# START OF Excerpted records

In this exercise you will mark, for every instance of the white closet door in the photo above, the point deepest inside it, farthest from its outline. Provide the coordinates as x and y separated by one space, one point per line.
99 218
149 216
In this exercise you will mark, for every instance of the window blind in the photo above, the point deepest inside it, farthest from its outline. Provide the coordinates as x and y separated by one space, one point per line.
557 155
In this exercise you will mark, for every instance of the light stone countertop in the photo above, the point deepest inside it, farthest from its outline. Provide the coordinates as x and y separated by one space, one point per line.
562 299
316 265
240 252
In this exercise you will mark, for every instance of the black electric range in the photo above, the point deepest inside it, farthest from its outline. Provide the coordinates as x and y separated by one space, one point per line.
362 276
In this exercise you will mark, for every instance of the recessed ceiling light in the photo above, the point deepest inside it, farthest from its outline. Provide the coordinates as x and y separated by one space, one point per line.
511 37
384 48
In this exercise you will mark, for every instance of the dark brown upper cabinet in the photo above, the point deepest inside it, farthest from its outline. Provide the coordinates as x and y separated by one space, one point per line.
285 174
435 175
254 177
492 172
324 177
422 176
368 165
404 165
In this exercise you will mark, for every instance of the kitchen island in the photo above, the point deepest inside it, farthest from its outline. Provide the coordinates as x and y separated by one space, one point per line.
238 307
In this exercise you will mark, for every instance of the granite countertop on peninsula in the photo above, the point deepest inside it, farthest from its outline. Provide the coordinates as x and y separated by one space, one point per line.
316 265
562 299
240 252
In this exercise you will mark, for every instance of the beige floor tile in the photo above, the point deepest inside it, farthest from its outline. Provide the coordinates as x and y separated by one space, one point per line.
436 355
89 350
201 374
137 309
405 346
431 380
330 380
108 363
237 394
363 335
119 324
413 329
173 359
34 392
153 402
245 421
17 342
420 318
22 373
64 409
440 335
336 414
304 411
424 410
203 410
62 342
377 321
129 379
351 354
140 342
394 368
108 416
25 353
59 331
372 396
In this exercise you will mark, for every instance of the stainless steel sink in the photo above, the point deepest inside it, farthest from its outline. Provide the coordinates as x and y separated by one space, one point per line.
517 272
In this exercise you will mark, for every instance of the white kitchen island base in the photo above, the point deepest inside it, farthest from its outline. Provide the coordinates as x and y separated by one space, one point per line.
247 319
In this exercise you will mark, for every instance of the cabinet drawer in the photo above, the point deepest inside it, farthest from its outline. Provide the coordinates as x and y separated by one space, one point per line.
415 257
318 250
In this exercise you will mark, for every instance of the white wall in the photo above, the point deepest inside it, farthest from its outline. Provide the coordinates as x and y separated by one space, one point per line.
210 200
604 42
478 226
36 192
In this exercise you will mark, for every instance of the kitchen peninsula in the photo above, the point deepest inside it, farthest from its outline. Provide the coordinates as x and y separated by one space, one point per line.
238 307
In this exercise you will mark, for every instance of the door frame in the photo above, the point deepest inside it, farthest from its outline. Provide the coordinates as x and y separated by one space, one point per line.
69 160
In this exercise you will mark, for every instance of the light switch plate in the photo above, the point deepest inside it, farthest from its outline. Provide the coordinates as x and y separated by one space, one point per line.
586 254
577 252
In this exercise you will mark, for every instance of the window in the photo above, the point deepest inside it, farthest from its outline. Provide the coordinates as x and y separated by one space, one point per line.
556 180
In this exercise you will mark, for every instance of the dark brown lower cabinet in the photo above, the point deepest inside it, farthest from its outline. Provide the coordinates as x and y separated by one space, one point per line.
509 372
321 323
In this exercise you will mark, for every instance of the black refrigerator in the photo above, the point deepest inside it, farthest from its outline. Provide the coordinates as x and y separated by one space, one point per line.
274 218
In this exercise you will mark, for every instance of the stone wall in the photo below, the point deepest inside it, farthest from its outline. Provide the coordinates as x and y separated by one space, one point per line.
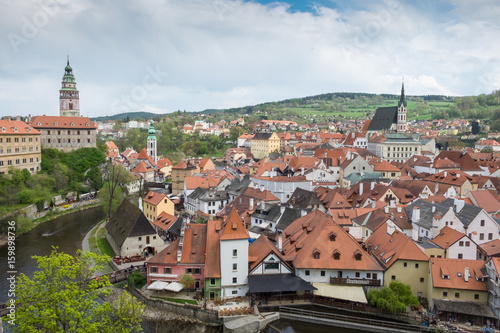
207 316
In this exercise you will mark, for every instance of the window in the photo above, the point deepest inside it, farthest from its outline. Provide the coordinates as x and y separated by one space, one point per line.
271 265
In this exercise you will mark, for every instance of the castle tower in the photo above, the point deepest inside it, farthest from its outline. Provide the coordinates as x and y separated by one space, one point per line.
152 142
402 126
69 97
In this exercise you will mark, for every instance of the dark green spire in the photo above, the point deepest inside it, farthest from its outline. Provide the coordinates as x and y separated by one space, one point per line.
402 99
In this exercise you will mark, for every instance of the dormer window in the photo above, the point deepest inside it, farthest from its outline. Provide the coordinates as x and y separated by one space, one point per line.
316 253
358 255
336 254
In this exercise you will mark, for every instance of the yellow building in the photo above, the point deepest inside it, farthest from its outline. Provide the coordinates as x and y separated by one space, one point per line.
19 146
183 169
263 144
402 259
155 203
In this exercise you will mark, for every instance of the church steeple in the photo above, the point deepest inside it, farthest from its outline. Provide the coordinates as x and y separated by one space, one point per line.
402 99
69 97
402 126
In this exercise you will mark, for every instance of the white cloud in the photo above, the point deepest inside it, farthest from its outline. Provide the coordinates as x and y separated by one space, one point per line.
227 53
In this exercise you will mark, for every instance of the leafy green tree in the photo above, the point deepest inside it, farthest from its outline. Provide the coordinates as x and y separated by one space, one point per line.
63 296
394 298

# END OF Excerpted records
# START OF Excerpted records

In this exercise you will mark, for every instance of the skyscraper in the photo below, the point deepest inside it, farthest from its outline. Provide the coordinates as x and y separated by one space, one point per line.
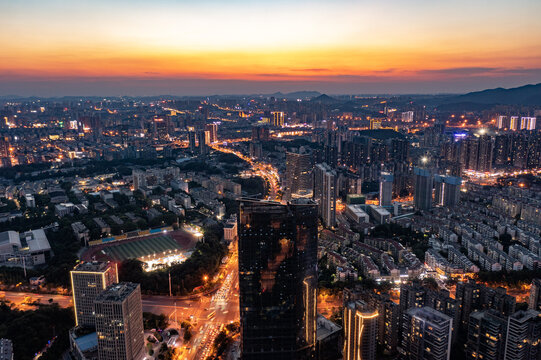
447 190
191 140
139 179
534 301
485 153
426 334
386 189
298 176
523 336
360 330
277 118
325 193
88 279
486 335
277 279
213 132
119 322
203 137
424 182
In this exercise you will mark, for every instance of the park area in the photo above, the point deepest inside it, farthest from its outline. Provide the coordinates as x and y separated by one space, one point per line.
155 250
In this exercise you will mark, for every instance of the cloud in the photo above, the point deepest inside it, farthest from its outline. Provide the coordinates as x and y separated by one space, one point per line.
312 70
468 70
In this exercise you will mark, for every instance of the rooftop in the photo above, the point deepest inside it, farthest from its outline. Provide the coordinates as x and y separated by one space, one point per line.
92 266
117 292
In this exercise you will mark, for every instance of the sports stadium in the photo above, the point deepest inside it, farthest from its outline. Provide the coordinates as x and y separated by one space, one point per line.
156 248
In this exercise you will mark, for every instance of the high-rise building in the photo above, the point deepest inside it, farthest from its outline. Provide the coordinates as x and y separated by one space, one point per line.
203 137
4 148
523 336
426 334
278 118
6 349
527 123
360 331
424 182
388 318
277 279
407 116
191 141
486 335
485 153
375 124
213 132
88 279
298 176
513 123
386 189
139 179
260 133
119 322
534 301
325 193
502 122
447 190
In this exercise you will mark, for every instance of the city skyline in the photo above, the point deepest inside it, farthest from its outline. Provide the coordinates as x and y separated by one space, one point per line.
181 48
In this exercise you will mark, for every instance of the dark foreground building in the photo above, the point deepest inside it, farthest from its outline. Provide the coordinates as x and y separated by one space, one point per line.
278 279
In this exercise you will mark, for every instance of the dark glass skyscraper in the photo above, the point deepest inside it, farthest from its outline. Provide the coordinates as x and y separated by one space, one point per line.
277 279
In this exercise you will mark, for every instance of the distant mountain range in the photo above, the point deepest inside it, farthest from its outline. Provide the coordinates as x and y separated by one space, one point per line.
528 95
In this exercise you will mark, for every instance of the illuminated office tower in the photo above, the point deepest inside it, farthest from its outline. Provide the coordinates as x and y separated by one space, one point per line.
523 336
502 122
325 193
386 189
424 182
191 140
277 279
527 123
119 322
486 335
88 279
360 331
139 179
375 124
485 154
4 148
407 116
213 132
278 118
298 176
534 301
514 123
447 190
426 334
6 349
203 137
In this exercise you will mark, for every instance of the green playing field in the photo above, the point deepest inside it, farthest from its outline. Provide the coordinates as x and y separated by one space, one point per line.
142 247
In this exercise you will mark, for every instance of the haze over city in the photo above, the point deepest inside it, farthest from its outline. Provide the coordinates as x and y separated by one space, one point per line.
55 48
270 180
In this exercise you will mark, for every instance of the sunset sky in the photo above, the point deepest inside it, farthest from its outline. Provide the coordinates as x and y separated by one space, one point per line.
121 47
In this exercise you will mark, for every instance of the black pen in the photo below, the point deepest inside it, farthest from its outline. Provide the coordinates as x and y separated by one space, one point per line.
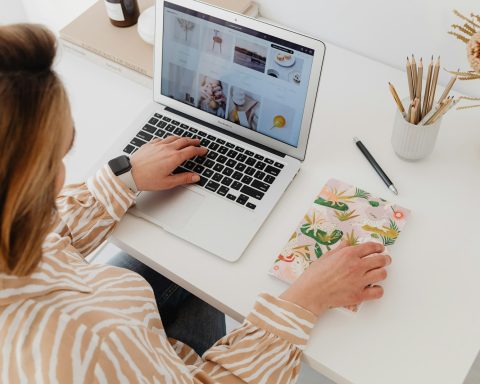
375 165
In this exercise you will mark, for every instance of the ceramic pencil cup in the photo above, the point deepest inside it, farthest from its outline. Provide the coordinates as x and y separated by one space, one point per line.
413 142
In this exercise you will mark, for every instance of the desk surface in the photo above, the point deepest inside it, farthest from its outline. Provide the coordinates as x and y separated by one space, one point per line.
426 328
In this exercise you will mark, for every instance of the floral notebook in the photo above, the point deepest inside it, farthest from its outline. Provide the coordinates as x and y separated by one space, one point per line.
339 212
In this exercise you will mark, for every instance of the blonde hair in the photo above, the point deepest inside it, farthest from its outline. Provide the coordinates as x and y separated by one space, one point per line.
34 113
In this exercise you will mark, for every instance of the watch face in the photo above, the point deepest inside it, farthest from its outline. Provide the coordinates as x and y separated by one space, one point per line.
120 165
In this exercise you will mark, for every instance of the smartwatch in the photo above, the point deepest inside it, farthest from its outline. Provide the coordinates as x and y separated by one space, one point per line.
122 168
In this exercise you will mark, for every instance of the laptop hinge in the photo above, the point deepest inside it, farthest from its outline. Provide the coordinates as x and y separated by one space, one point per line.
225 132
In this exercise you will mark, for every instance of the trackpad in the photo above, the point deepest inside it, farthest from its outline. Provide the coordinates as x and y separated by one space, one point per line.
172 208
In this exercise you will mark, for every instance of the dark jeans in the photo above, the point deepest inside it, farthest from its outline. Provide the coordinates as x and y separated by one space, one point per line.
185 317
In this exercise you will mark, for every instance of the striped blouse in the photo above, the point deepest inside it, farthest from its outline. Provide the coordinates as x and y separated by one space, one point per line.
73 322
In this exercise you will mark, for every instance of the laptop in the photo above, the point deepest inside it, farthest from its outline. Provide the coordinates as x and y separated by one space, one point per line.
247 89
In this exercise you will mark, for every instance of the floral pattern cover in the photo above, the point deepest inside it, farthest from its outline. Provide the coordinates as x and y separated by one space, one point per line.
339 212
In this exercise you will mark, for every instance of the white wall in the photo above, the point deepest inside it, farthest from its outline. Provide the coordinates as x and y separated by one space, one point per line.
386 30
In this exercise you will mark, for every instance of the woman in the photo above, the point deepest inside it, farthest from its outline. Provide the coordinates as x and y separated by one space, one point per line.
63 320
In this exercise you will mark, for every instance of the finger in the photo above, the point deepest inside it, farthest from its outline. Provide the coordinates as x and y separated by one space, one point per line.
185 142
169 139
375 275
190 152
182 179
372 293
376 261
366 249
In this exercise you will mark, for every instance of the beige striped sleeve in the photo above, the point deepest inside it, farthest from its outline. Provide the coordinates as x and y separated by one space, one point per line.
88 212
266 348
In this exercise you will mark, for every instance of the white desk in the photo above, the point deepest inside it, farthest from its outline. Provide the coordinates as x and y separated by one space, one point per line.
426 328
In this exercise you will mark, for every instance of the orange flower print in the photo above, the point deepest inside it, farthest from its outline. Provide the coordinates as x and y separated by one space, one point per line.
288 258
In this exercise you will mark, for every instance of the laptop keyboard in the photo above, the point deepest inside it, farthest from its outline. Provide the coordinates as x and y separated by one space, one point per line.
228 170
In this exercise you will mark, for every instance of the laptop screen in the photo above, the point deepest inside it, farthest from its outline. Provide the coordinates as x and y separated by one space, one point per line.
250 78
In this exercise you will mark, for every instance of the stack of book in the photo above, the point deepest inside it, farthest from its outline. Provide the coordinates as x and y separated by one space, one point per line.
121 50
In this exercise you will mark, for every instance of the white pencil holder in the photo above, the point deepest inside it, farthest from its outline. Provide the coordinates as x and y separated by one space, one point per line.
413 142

# END OF Excerpted records

Short problem: Report every line of the material above that contains the string "island", copying each such line in full. Case counts when matching.

Response:
In this exercise you will mark, for every instance of the kitchen island in the photo above, the point deepest inside it, farthest from its outline. Provide the coordinates as x and y separated by one space, one point per line.
In this exercise you will mark, for every instance of the white kitchen island base in the photo above, the point deepest inside it, farthest from its outline. Provide the coordinates as x and y separated by one space, one point per line.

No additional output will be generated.